- **Written request**
What is needed is the run of lines from the one with "like [(297, 553)]." through the close of the data, set down exactly.
── The data ──
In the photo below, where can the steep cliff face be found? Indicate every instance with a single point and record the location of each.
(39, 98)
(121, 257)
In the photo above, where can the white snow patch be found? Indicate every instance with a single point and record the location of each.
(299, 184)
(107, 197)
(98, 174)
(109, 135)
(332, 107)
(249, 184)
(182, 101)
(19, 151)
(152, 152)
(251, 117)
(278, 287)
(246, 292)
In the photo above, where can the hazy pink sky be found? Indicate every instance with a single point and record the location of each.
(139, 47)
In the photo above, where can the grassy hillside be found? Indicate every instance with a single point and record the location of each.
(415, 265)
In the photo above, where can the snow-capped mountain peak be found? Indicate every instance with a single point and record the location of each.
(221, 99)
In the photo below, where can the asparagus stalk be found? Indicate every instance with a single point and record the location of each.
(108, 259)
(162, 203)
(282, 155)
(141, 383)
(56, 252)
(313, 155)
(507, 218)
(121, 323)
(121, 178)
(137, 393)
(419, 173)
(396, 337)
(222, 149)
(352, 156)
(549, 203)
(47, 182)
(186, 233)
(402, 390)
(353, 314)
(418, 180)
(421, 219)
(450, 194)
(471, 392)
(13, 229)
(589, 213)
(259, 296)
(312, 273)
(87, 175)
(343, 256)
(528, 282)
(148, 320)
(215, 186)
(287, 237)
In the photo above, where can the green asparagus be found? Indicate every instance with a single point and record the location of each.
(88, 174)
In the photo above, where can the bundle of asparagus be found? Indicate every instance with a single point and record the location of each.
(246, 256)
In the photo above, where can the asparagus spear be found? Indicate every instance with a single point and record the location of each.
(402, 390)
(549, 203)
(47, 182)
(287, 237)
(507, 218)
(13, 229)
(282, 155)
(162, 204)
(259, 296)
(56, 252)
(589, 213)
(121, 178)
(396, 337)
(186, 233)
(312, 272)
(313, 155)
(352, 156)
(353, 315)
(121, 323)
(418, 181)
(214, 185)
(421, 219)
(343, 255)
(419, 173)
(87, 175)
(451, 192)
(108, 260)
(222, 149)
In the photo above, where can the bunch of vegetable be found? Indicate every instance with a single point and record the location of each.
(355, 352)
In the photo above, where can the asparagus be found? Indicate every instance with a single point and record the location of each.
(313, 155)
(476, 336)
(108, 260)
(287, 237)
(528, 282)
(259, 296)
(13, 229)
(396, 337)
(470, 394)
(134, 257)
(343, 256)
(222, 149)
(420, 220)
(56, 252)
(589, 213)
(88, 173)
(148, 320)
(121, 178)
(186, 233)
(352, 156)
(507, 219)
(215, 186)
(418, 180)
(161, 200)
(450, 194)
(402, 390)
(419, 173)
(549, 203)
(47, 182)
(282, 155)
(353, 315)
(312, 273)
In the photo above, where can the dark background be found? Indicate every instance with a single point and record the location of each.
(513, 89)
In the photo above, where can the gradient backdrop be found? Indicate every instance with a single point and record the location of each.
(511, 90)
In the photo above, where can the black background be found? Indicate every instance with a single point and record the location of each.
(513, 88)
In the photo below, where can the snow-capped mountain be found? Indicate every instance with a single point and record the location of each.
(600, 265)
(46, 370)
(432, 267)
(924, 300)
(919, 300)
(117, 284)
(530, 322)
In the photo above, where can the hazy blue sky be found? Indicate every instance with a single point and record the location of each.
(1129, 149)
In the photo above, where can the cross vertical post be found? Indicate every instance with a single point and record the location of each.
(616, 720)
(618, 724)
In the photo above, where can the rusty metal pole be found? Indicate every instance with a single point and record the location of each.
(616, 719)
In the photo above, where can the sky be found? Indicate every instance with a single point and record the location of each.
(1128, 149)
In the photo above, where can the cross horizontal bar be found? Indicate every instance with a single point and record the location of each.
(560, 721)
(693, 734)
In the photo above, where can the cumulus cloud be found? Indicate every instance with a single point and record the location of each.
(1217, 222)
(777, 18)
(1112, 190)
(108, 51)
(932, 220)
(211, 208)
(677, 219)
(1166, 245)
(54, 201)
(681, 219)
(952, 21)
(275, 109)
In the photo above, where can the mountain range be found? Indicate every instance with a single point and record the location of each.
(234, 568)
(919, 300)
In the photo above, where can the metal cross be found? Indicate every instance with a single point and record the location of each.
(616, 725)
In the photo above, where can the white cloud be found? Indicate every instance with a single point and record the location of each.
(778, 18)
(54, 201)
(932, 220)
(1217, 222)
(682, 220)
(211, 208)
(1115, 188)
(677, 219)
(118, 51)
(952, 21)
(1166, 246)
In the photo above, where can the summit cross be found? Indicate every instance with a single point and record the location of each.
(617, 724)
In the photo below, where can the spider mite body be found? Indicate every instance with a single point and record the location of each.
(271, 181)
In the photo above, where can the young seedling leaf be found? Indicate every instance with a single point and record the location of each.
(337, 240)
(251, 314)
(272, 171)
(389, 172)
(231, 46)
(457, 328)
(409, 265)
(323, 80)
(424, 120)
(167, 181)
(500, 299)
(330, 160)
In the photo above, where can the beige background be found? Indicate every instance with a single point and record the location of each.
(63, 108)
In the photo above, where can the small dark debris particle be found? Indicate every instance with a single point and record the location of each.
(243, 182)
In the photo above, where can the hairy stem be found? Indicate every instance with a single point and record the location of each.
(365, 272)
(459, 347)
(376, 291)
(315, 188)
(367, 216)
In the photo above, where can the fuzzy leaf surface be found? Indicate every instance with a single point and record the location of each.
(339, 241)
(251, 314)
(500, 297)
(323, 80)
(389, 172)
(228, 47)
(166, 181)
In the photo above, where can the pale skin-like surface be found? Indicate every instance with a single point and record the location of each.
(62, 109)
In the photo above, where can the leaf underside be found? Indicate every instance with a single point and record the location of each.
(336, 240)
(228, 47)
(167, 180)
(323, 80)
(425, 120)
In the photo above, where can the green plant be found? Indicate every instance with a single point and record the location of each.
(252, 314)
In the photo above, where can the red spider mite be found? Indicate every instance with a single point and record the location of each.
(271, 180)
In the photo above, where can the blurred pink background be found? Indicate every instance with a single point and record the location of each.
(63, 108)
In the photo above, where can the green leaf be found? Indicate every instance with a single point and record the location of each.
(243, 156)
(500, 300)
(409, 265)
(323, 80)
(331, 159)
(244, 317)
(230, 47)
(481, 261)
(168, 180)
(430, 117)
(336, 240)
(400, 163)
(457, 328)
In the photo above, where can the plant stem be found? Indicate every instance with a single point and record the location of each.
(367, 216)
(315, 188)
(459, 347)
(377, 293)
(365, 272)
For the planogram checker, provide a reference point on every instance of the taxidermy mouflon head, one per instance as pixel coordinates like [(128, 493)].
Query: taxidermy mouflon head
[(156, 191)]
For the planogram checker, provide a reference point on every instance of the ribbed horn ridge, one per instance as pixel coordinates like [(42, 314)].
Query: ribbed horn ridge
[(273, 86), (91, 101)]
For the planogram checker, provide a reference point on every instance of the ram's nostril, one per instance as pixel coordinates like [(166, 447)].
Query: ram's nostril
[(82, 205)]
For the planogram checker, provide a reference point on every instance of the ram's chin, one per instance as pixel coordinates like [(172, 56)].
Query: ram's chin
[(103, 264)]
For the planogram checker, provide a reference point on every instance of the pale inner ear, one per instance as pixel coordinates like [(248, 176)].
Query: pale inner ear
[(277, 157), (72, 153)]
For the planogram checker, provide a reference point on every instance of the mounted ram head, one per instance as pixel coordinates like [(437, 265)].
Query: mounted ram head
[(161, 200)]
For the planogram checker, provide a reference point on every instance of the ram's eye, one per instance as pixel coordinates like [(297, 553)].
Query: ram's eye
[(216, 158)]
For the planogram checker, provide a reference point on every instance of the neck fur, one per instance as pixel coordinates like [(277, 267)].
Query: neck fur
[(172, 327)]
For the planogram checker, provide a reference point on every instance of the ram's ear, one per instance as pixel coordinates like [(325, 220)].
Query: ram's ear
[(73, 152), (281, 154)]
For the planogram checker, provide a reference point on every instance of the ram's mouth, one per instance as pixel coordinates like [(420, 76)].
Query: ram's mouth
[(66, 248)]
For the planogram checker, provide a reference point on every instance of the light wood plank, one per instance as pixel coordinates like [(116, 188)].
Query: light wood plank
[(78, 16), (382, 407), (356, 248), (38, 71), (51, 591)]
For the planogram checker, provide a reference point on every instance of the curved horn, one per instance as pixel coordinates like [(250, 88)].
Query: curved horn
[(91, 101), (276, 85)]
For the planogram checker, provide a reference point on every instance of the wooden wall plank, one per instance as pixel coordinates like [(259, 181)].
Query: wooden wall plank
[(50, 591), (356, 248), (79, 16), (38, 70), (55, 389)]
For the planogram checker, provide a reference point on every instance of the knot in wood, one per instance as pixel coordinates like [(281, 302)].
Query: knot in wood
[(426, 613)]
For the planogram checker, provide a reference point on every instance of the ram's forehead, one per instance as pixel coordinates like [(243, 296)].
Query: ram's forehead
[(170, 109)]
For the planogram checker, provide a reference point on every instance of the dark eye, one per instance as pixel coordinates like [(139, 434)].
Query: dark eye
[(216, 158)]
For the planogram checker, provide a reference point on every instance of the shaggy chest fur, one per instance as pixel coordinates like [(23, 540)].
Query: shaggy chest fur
───
- **Result of the task**
For the planogram checker, provide a reference point on every instance of the ram's eye, one per instance as pixel coordinates like [(297, 553)].
Query: ram's eye
[(216, 158)]
For the planogram checker, provide a reference point on every instance of the neck fur, one per instance as pixel coordinates like [(277, 267)].
Query: neck fur
[(172, 327)]
For the planogram checker, provide a reference point on every instance of the ram's ear, one per instance as pixel coordinates like [(325, 220)].
Query: ram's ear
[(73, 152), (281, 154)]
For the planogram checker, provide a reference point on every instance of the ram's mouth, one per instance as pixel coordinates like [(420, 76)].
Query: ram's mouth
[(66, 248)]
For the planogram checker, provide a reference point on every instance of the light wood plank, one per instance as pixel coordinates like [(116, 188)].
Query: light wood plank
[(78, 16), (382, 407), (356, 248), (38, 71), (51, 591)]
For the planogram checker, provide a reference point on every instance of the curved horn, one per instance as pixel coordinates like [(250, 88)].
Query: curved horn
[(91, 101), (276, 85)]
For the planogram checker, provide a reference point on every instance of the wooden wall plank, one per instance as pixel coordinates like [(259, 181)].
Query: wooden wall plank
[(50, 591), (356, 248), (79, 16), (38, 70), (55, 389)]
For the planogram checker, provide a reference point on every instance of the knot in wood, one per instance as pixel coordinates like [(281, 302)].
Query: knot in wood
[(426, 613)]
For the planogram checker, provide a reference point on every instance of the ram's forehead, one per instance as pixel coordinates like [(243, 296)].
Query: ram's forehead
[(170, 109)]
For the planogram checker, provide a reference point on every instance of the dark eye, one per instance as pixel coordinates like [(139, 434)].
Query: dark eye
[(216, 158)]
For the planogram checker, provide a reference point on every instance of the shaggy chest fur, one per instance as pixel coordinates like [(23, 540)].
Query: shaggy chest fur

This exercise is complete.